Task: Report how many lines in the records below contain the string "annex", with case counting, and give only that number.

Task data:

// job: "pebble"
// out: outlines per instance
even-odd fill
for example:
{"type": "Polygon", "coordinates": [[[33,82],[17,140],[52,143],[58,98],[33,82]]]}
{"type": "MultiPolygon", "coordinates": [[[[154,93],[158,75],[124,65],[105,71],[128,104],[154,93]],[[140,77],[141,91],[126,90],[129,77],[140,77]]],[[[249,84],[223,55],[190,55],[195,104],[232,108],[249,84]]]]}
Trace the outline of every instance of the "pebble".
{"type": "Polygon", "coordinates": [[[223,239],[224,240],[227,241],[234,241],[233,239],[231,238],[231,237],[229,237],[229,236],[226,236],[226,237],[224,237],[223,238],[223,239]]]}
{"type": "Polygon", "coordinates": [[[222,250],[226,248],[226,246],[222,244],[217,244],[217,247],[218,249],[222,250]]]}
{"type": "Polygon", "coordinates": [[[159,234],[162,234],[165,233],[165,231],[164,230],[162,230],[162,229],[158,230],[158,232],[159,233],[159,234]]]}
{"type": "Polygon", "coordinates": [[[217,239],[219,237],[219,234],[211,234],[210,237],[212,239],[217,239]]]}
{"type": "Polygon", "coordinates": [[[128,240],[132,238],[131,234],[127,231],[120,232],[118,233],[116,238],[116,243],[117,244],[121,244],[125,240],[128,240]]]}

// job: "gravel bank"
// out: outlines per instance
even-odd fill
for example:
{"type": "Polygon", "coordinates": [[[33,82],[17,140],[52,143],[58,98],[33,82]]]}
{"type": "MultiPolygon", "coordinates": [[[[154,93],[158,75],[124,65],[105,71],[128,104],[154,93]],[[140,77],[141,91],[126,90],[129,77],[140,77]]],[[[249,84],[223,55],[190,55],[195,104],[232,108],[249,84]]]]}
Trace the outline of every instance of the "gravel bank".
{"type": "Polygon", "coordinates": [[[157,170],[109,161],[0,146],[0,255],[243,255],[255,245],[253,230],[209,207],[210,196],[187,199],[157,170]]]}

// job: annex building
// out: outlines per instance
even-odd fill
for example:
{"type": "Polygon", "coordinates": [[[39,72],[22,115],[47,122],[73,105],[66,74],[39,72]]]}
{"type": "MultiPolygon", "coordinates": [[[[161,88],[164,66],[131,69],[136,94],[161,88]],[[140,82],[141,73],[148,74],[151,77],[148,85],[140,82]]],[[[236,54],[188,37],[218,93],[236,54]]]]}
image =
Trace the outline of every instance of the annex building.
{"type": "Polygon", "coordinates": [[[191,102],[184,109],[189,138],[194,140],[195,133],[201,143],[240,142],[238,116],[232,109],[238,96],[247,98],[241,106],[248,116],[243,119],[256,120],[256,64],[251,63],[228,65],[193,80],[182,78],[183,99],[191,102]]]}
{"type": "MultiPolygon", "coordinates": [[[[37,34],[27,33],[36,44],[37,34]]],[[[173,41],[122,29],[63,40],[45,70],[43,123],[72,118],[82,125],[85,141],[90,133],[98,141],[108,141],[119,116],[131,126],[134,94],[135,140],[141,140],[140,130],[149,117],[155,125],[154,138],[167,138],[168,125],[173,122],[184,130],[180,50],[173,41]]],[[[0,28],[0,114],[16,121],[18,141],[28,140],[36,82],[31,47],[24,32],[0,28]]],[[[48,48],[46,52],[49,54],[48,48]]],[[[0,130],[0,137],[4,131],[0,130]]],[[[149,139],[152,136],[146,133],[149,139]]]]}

...

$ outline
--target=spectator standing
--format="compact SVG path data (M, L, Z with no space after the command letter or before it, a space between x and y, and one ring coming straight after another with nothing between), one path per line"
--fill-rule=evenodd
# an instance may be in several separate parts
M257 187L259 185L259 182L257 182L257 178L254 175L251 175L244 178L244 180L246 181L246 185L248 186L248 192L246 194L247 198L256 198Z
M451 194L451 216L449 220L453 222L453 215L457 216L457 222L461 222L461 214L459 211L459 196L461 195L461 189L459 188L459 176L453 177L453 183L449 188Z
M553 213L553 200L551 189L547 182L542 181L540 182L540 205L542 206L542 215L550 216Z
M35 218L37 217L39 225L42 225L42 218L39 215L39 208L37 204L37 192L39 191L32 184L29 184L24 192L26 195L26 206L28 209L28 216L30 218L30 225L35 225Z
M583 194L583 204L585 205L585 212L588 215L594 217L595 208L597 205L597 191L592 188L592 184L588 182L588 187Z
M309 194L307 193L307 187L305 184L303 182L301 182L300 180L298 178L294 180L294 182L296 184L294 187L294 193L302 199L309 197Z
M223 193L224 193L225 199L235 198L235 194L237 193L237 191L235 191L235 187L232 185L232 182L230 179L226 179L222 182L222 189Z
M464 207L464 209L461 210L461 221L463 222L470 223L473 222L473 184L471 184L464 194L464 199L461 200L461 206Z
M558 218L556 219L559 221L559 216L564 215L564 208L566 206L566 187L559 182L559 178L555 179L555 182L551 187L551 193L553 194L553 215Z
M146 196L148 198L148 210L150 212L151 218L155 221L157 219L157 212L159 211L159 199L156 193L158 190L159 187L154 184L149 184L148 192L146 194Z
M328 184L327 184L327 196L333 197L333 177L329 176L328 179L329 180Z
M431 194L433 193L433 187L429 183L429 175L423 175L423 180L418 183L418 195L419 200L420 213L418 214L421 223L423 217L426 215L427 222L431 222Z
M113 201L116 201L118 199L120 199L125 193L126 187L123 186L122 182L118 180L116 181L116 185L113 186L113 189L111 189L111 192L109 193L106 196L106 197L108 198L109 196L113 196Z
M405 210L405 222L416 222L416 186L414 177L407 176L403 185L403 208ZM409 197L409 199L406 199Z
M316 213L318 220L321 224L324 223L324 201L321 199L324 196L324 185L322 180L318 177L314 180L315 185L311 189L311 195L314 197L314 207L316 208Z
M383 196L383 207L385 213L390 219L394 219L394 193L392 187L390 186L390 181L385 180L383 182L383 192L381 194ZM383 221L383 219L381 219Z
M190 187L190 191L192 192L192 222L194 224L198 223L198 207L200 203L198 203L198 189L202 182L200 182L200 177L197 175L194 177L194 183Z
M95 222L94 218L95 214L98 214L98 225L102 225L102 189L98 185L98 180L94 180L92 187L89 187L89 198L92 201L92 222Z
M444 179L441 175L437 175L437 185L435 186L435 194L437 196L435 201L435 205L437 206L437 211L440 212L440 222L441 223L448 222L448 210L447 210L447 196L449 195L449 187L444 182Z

---

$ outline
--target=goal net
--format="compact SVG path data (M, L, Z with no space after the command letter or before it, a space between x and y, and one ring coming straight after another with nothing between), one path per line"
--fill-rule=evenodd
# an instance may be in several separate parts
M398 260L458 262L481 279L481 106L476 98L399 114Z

Solution to the problem: 2